*** Opening of Data for the task ***

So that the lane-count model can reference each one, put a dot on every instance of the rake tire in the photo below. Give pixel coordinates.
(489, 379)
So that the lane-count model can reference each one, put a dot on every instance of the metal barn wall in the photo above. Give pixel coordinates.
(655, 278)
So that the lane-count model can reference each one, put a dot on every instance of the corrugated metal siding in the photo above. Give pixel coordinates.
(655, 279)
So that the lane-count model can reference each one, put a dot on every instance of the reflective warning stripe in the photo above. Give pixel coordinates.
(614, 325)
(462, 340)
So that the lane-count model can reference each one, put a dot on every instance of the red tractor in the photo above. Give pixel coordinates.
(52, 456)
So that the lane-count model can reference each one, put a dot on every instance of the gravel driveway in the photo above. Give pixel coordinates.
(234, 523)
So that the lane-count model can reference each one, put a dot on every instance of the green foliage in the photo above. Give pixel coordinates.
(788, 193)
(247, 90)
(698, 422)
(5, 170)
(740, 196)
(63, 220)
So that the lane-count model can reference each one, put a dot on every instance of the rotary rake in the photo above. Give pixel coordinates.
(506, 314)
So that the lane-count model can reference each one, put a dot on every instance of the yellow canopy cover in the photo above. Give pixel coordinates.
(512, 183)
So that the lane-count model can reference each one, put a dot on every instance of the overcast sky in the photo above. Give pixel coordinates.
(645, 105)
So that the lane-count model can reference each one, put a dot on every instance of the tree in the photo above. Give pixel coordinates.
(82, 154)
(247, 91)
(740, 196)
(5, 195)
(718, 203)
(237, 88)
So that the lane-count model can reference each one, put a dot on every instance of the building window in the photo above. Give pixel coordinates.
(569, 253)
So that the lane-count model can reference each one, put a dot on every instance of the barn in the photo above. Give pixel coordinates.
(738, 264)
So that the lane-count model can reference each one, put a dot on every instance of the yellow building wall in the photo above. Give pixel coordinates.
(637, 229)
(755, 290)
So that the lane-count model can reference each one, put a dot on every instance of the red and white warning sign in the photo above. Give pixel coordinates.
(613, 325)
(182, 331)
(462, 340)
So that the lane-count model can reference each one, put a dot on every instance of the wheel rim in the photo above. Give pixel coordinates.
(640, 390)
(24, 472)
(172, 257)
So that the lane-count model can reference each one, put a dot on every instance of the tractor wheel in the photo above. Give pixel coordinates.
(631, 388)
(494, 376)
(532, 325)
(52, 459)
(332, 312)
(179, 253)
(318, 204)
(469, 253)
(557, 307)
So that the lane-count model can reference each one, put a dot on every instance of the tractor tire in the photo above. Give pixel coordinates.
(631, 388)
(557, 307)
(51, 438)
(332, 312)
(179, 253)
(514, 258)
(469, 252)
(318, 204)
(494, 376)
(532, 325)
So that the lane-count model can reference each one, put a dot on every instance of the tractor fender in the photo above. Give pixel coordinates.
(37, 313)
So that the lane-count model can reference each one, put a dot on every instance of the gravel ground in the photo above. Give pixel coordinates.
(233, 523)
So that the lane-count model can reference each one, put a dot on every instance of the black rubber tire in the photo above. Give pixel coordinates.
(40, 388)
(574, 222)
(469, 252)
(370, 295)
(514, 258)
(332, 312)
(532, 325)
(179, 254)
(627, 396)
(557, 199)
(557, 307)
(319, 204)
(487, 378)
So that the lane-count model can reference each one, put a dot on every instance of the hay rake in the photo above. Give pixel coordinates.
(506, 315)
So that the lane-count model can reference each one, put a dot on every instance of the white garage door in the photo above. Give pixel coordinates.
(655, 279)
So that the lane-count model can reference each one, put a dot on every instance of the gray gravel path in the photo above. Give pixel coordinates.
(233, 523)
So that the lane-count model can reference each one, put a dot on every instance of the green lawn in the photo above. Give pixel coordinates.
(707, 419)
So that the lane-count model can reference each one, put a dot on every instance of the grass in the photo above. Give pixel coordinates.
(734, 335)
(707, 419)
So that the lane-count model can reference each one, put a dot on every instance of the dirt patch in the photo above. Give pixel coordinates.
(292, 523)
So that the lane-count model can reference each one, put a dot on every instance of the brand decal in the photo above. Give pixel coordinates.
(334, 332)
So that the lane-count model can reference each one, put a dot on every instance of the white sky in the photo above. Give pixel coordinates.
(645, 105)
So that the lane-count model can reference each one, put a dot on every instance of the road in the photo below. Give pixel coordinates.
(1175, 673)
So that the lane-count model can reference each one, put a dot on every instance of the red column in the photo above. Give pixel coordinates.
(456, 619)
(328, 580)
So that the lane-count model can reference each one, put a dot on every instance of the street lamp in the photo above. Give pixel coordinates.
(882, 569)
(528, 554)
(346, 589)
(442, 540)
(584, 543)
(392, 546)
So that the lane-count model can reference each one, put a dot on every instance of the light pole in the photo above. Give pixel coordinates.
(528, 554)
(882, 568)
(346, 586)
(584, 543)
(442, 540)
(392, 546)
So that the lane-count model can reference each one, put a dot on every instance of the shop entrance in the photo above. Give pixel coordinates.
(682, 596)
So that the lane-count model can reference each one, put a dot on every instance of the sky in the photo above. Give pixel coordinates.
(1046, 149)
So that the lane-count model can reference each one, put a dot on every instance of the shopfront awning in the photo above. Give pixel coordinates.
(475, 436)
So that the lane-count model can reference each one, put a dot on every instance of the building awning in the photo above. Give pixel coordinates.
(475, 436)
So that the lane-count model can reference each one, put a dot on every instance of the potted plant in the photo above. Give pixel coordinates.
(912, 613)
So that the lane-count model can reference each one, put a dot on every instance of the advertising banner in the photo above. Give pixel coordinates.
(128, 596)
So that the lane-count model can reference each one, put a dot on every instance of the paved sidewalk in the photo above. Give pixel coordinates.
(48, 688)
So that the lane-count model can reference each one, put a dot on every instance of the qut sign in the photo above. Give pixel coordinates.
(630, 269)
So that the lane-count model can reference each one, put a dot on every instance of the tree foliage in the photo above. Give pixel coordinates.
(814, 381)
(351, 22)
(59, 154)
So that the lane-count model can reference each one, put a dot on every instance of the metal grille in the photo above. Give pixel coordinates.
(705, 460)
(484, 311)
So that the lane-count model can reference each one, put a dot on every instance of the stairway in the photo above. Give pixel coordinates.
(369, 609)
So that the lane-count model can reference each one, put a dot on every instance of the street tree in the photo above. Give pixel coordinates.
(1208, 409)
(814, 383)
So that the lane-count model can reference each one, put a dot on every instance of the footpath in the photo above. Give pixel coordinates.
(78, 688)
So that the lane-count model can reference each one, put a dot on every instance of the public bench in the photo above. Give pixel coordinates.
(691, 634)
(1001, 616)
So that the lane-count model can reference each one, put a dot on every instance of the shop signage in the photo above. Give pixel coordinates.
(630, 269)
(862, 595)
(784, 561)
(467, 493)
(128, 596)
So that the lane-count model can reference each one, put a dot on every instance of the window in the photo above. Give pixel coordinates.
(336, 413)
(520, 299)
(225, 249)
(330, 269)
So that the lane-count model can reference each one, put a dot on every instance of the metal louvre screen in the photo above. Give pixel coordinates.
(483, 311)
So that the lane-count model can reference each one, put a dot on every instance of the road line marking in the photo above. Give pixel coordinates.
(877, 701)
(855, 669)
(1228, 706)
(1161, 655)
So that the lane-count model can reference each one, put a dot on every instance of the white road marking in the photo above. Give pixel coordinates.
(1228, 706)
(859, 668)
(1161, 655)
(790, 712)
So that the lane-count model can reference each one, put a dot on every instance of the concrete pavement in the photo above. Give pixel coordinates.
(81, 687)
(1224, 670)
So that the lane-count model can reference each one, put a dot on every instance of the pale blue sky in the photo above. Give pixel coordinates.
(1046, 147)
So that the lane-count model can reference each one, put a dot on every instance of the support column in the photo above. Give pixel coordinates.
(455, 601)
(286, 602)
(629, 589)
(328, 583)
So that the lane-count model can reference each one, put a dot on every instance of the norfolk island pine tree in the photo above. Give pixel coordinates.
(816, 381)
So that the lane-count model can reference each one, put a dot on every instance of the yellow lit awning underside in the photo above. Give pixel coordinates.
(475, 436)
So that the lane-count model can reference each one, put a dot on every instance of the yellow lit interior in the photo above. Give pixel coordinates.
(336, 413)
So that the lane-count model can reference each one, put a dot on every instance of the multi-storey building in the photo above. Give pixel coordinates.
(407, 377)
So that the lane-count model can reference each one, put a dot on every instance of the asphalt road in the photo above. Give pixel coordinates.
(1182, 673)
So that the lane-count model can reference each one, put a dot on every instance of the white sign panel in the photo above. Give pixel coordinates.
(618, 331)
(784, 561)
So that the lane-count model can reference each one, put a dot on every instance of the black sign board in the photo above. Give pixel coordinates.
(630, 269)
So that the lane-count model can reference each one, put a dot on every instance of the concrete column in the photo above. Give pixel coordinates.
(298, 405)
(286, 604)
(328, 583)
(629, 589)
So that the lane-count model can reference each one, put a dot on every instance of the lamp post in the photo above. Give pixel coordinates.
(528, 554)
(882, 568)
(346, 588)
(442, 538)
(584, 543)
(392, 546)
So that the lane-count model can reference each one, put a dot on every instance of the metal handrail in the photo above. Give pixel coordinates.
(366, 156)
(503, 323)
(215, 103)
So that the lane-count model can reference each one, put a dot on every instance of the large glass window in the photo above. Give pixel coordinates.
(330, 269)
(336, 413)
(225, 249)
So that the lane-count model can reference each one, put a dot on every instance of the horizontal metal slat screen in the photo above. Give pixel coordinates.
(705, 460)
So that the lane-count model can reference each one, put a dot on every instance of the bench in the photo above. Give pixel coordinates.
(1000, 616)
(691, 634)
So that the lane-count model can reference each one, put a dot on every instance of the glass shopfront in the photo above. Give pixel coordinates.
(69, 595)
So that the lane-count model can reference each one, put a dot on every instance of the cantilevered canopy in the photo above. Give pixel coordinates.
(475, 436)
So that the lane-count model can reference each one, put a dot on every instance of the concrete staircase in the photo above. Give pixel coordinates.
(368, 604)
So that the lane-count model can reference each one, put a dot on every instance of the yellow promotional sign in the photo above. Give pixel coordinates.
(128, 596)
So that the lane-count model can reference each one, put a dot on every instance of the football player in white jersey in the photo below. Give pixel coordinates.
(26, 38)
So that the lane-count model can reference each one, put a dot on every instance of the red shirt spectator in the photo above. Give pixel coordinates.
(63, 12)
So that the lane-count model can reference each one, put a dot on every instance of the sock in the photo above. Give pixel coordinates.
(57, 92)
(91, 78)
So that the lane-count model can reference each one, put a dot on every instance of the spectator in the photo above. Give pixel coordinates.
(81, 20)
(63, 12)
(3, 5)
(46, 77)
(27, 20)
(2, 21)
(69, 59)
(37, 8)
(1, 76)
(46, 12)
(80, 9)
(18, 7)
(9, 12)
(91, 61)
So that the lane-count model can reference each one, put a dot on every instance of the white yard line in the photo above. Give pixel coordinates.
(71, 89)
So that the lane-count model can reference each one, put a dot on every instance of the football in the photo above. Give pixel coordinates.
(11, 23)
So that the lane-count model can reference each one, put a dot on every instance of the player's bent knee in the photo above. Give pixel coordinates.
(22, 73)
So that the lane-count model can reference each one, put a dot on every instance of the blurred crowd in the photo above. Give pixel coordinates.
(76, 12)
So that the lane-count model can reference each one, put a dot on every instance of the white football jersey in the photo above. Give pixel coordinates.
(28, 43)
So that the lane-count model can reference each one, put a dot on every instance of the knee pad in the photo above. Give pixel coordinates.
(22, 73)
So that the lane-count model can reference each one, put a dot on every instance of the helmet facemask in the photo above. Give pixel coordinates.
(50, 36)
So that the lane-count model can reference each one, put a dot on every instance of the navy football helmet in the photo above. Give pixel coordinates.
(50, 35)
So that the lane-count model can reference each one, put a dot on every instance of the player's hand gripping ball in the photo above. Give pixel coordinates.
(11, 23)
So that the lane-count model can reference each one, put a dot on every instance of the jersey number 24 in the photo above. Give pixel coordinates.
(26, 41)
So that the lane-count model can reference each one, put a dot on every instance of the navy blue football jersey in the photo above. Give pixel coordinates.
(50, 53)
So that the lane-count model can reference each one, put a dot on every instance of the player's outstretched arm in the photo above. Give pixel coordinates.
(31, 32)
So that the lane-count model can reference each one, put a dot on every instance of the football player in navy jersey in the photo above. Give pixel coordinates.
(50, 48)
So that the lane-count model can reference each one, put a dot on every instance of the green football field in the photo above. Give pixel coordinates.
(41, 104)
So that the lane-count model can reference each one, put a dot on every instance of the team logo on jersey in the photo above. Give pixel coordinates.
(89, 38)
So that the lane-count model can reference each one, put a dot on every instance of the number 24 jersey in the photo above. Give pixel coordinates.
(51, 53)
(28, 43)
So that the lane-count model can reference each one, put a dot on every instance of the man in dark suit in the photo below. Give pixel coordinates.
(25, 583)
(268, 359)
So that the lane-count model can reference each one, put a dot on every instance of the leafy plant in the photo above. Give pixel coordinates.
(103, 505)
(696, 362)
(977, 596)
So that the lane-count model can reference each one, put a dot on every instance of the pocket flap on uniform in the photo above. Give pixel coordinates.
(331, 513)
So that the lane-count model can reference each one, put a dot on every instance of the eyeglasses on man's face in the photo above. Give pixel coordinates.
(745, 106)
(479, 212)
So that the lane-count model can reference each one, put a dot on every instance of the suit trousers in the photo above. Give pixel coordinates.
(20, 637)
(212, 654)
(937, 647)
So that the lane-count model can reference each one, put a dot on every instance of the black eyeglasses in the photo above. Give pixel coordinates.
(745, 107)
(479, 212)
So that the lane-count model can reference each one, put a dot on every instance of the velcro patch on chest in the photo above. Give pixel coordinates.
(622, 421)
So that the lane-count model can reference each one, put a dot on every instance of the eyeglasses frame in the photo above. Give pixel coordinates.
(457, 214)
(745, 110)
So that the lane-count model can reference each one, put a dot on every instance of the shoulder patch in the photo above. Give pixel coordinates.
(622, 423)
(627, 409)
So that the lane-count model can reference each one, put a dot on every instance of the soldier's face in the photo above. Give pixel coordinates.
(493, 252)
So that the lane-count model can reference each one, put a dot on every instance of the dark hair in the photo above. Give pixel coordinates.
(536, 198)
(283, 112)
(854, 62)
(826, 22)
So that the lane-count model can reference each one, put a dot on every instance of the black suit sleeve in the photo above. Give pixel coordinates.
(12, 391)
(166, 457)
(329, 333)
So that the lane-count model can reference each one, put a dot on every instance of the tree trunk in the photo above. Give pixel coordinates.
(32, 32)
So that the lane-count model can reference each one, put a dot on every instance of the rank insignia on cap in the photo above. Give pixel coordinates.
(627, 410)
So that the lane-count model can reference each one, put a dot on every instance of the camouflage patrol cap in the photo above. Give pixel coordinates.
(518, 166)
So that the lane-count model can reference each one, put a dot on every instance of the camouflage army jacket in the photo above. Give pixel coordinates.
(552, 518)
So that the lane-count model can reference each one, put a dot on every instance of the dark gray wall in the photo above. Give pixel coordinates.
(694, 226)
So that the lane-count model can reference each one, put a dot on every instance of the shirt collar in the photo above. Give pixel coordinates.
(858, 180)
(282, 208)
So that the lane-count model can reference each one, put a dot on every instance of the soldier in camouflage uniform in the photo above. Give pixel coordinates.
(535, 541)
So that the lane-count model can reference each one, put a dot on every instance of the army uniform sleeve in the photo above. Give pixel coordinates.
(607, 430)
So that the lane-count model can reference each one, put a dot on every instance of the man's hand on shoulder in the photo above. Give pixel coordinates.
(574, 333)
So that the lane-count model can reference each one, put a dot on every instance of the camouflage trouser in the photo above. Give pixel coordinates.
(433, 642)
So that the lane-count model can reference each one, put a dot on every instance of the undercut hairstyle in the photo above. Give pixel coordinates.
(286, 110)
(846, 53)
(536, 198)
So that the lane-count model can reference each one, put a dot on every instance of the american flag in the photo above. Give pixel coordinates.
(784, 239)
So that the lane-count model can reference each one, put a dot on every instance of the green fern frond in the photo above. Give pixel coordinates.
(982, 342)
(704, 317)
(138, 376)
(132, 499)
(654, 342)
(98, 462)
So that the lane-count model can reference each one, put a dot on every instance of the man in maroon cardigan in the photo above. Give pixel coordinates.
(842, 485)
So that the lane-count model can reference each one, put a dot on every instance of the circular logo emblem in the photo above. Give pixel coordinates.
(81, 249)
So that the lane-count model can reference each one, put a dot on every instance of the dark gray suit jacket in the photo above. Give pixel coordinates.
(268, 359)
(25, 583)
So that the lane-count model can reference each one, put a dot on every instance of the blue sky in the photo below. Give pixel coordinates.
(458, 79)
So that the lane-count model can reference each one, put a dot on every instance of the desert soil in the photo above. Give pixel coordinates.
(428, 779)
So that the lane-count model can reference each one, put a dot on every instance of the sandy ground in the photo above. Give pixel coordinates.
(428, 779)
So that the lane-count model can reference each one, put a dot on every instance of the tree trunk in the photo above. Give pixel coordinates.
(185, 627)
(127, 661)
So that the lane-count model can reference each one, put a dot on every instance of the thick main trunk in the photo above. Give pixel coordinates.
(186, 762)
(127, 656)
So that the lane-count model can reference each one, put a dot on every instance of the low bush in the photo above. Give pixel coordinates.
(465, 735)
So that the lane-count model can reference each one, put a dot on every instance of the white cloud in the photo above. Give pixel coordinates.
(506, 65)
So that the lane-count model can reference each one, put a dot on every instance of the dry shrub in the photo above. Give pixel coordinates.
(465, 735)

*** Close of Data for the task ***

The answer must be the lines from the one containing "bush in the photo above. Give pixel coordinates." to the final line of the data above, copied exactly, both included, with nothing added.

So that the lane-count model can reference each one, put a dot on every instance of the low bush in the photo above. Give pixel coordinates.
(465, 735)
So that the lane-count model can reference each one, put a dot on every instance of the white cloud in the photo above. Give pixel coordinates.
(506, 65)
So that the lane-count model can reference each one, put a dot on every instance of the dry shrub in the photo above. Give pixel coordinates.
(465, 735)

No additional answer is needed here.